#### Source document:

────────────────────────────────────────

The most common failure pattern is still:

P1.

post acquire, .connectionInfo gives an INVALID_HANDLE error,
the following invoke raises the same error

However, a couple of other patterns can also be observed:

P2. 2020-04-24 11:51:01

post acquire for id 27, we have a client with INVALID_HANDLE error in .connectionInfo
a second acquire for id 28 returns the very same ._connectionHandle (27 has not been released at this point)
the invoke for 28 results in a communication failure

{
  "alive": true,
  "name": "RfcLibError",
  "code": 1,
  "codeString": "RFC_COMMUNICATION_FAILURE",
  "key": "RFC_COMMUNICATION_FAILURE",
  "message": {
	"message(split at line breaks)": [
	  "LOCATION    CPIC (TCP/IP) on local host with Unicode",
	  "ERROR       program state check for conversation 33641697",
	  "TIME        Fri Apr 24 13:35:57 2020",
	  "RELEASE     753",
	  "COMPONENT   CPIC (TCP/IP) with Unicode",
	  "VERSION     3",
	  "RC          471",
	  "MODULE      D:/depot/bas/753_REL/src/krn/si/cpic/r3cpic.c",
	  "LINE        6378",
	  "DETAIL      called function STSEND in state state=BUFFER_DATA2",
	  "COUNTER     8"

────────────────────────────────────────

[A run of entries]

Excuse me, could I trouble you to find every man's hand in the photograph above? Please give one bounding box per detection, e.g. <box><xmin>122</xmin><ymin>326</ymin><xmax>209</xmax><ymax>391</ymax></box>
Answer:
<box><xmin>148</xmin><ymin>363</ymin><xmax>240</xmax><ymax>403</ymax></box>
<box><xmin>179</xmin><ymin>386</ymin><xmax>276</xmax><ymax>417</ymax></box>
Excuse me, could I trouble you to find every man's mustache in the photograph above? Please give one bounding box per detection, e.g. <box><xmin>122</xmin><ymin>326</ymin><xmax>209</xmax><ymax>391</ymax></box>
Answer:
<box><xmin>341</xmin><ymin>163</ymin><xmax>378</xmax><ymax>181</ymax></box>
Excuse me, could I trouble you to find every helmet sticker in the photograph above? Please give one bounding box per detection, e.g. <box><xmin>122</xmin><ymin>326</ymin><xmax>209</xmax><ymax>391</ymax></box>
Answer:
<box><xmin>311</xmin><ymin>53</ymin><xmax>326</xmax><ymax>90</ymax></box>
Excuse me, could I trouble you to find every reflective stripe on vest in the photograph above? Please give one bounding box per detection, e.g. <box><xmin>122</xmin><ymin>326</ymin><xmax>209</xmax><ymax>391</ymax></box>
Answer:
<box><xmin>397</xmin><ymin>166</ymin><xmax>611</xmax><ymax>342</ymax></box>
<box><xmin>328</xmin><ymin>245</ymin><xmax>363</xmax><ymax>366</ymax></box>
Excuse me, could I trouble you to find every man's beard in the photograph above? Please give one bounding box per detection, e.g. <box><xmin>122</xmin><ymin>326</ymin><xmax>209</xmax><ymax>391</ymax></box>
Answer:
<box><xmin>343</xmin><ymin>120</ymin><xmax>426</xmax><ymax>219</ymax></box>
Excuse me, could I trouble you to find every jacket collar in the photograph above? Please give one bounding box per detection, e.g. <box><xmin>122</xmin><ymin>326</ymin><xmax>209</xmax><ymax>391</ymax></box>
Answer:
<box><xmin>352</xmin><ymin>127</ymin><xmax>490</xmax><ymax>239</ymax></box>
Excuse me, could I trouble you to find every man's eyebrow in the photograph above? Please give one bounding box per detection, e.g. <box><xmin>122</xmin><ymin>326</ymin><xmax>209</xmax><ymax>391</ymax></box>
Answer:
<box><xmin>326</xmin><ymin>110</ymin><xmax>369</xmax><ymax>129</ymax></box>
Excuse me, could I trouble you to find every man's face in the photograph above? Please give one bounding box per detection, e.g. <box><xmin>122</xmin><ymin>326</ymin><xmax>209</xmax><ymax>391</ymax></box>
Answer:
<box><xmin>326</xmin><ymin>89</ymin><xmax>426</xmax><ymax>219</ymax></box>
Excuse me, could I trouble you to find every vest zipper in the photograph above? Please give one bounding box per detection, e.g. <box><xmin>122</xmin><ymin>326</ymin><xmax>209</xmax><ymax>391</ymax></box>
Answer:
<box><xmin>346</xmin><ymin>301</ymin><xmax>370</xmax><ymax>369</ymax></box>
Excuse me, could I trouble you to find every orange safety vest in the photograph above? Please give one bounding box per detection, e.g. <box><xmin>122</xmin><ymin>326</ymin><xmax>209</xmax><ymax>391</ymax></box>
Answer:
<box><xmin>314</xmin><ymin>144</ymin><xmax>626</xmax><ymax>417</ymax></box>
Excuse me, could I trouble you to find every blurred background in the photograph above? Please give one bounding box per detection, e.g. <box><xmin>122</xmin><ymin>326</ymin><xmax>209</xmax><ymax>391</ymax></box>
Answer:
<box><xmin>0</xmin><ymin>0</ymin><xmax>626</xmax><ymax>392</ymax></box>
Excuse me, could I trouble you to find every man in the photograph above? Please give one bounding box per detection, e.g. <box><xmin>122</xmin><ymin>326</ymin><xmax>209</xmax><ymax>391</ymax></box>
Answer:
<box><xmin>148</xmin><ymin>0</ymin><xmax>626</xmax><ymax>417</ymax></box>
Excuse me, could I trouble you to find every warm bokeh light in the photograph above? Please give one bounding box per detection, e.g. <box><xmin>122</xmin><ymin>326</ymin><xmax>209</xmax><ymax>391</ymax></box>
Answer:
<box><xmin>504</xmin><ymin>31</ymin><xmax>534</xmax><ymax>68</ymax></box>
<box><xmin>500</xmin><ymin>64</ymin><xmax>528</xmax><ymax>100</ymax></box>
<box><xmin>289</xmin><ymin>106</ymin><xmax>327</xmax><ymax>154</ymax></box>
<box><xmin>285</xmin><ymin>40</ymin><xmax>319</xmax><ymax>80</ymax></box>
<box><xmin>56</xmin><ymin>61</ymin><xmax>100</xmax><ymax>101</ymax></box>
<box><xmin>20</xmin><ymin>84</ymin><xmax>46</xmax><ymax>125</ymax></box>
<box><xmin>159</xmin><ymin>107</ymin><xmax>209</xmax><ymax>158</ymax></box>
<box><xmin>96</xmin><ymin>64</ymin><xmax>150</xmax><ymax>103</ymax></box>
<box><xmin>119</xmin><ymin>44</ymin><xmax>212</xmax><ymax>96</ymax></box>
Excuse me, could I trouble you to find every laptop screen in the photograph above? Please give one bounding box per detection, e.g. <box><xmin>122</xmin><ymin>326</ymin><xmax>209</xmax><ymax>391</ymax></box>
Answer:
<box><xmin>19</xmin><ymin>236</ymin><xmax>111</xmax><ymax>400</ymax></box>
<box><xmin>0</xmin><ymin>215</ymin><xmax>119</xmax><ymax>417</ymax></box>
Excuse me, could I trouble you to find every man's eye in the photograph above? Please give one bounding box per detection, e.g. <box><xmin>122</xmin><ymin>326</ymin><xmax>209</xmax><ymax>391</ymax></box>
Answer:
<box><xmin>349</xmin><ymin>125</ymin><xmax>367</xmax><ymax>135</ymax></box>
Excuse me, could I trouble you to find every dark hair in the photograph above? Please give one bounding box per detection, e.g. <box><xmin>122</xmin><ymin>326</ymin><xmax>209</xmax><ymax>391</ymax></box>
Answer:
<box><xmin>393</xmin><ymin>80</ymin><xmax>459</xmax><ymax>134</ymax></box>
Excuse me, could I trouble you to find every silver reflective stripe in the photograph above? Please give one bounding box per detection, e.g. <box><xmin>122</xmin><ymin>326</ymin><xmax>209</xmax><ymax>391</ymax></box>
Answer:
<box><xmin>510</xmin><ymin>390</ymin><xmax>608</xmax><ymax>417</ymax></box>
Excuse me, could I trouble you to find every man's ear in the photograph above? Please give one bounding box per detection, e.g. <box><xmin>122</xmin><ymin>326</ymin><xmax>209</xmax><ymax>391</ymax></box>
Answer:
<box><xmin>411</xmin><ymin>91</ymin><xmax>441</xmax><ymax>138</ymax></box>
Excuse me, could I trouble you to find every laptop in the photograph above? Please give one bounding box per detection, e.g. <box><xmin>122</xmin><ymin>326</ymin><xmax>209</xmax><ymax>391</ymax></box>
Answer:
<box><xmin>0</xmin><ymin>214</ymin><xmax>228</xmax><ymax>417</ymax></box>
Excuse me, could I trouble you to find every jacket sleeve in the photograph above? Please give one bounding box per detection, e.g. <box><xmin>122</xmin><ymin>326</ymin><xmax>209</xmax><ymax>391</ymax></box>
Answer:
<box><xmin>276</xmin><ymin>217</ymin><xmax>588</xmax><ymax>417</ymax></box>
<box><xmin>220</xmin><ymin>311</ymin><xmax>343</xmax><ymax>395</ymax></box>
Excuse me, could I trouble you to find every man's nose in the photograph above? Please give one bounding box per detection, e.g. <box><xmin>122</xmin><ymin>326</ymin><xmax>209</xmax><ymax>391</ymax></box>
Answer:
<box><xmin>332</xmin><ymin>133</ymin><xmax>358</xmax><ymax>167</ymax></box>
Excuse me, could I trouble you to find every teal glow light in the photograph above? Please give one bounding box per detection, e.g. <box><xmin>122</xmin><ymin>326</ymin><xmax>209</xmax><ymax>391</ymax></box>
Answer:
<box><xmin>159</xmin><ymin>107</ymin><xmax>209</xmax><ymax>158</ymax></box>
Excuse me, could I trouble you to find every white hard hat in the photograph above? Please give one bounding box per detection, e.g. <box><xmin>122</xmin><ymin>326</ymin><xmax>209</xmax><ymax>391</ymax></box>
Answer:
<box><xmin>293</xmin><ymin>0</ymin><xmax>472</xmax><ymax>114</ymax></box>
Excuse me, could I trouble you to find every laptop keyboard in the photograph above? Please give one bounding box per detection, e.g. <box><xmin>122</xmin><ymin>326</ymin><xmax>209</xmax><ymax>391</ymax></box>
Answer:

────────────────────────────────────────

#### Written exercise 1:
In the connection-error notes, condense the paragraph beginning "post acquire for id 27" into a short bulleted list that keeps its main facts.
#### Written exercise 2:
Answer these from the connection-error notes, one per line:
(a) What error does .connectionInfo give after acquire in the most common failure pattern?
(b) What is the codeString in the error object?
(c) What RELEASE value is listed in the error message?
#### Written exercise 3:
Return the passage of the connection-error notes between "post acquire, .connectionInfo" and "at this point)", inclusive.
Answer from the connection-error notes alone, not from the entries.

#### Written answer 1:
- After the acquire for id 27, the client shows an INVALID_HANDLE error in .connectionInfo.
- A second acquire, for id 28, returns the same ._connectionHandle while 27 is still unreleased.
- The invoke for 28 ends in a communication failure.

#### Written answer 2:
(a) INVALID_HANDLE
(b) RFC_COMMUNICATION_FAILURE
(c) 753

#### Written answer 3:
post acquire, .connectionInfo gives an INVALID_HANDLE error,
the following invoke raises the same error

However, a couple of other patterns can also be observed:

P2. 2020-04-24 11:51:01

post acquire for id 27, we have a client with INVALID_HANDLE error in .connectionInfo
a second acquire for id 28 returns the very same ._connectionHandle (27 has not been released at this point)